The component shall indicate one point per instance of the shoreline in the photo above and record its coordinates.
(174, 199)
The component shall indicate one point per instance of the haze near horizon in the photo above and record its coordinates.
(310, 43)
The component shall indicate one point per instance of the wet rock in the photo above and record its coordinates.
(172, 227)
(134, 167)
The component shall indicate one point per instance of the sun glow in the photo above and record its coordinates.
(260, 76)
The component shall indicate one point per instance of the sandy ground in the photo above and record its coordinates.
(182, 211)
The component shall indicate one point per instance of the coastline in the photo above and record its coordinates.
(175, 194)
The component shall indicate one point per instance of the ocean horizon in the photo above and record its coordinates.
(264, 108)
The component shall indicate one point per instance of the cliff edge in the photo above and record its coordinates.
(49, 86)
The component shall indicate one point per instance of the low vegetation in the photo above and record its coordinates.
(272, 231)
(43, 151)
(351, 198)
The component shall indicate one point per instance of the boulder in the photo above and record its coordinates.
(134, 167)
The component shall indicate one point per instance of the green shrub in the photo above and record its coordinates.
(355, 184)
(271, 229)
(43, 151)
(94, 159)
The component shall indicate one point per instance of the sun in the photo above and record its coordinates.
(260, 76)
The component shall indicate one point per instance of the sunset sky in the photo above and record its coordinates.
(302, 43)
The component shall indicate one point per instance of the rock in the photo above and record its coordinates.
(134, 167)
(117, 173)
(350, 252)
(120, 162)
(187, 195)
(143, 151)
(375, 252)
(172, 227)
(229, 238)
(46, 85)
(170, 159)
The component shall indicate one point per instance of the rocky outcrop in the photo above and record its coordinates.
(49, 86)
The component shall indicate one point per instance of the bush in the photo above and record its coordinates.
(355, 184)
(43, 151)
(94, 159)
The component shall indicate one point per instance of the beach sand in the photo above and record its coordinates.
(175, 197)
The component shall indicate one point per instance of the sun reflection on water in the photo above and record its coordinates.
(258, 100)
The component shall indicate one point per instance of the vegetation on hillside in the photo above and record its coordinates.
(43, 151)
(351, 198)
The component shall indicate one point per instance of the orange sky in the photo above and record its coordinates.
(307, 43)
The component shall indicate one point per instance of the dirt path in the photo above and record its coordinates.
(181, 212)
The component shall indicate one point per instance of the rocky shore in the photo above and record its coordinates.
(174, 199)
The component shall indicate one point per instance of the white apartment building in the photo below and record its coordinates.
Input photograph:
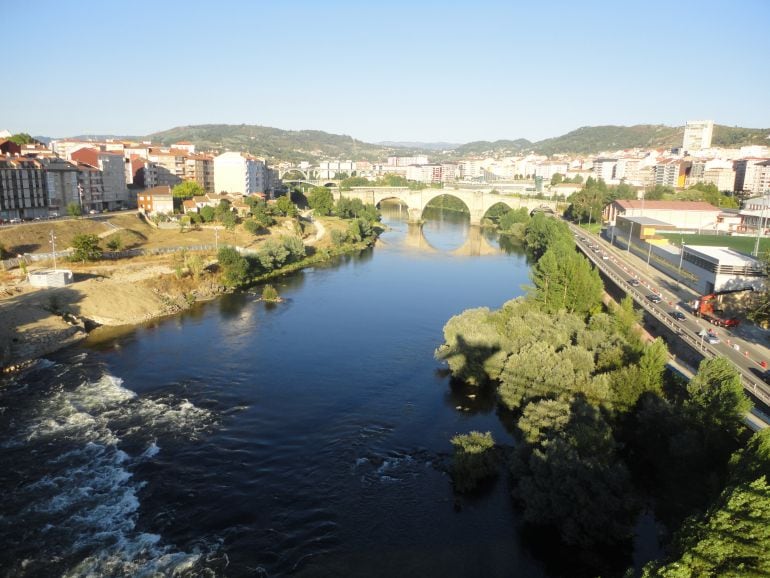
(746, 174)
(331, 169)
(548, 170)
(239, 173)
(61, 181)
(666, 173)
(604, 169)
(697, 135)
(425, 173)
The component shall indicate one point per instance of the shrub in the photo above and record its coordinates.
(474, 460)
(269, 293)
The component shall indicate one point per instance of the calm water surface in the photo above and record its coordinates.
(309, 438)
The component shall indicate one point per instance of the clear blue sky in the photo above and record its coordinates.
(395, 70)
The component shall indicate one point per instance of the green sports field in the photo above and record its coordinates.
(742, 244)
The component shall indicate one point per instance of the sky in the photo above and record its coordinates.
(393, 70)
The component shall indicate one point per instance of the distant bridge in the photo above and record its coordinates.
(478, 202)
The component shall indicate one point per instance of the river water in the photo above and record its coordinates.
(308, 438)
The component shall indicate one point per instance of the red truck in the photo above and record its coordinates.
(705, 307)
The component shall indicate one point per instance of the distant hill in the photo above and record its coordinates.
(482, 147)
(312, 145)
(427, 146)
(594, 139)
(275, 144)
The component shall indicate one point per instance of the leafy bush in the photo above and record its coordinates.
(234, 265)
(269, 294)
(86, 248)
(474, 460)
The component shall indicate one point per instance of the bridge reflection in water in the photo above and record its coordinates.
(476, 244)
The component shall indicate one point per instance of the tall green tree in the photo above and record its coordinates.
(568, 474)
(187, 190)
(321, 200)
(717, 398)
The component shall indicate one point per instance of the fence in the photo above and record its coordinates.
(112, 255)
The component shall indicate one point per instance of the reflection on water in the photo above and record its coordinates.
(306, 439)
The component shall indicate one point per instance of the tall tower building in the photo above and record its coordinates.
(697, 135)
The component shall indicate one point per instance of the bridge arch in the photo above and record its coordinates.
(427, 200)
(300, 172)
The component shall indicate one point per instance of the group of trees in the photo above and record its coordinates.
(590, 201)
(273, 254)
(601, 429)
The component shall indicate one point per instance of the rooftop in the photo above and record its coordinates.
(723, 255)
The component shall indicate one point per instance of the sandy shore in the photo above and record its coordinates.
(35, 322)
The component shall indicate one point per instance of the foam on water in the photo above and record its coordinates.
(84, 505)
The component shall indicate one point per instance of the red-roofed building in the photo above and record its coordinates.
(156, 200)
(680, 214)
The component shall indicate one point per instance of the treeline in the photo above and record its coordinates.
(589, 202)
(600, 429)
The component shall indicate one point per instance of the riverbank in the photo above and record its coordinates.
(36, 322)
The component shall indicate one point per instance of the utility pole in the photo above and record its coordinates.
(762, 224)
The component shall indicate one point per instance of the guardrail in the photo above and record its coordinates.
(760, 390)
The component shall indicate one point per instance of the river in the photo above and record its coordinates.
(308, 438)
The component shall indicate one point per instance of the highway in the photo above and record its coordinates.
(622, 268)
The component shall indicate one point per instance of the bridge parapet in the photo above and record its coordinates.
(478, 202)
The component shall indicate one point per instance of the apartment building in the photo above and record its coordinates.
(156, 200)
(746, 174)
(604, 169)
(169, 165)
(406, 161)
(200, 168)
(61, 182)
(22, 188)
(333, 169)
(666, 173)
(240, 173)
(115, 194)
(90, 187)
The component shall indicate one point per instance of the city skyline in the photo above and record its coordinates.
(432, 72)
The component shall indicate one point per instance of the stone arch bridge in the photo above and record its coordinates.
(478, 202)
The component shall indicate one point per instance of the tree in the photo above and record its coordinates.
(207, 214)
(565, 280)
(234, 265)
(74, 210)
(286, 207)
(321, 200)
(187, 190)
(86, 248)
(474, 460)
(716, 396)
(568, 474)
(115, 243)
(294, 246)
(272, 255)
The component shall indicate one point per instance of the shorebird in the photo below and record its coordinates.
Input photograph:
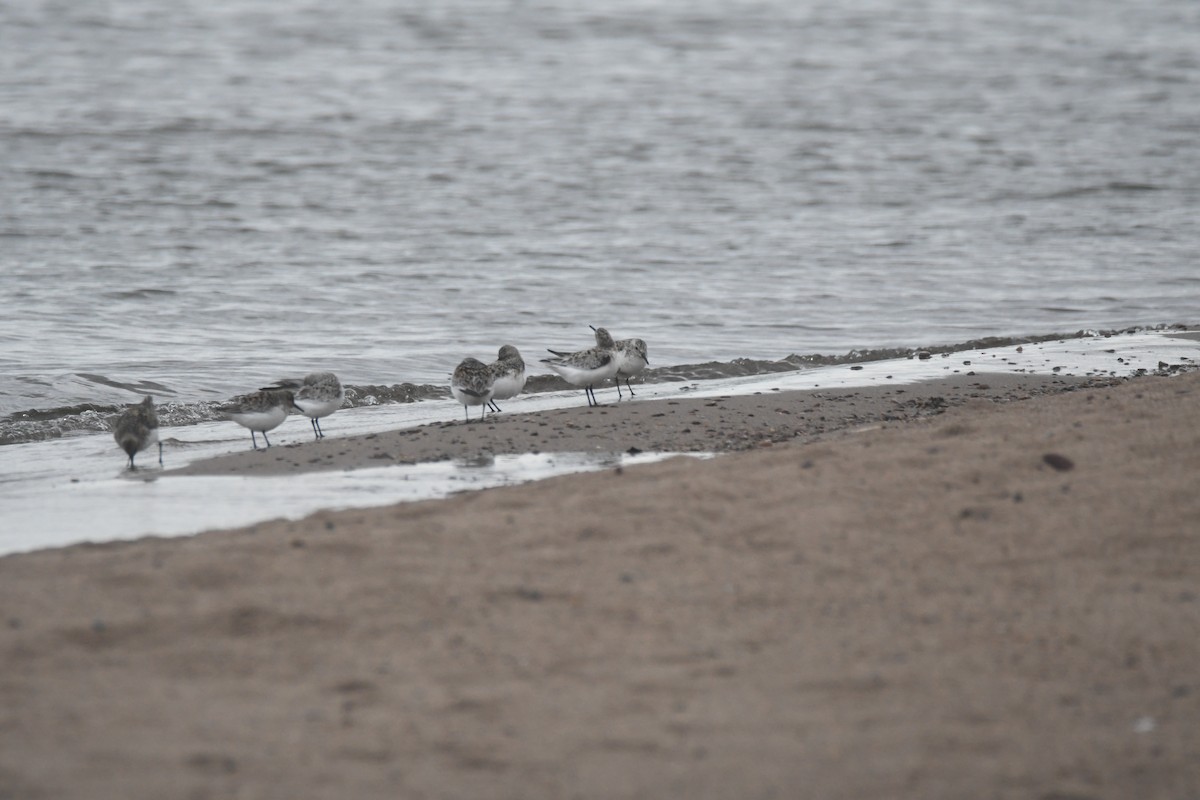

******

Set task -
Please count the lines of the records above that contain the word "water" and give only that number.

Result for this exercise -
6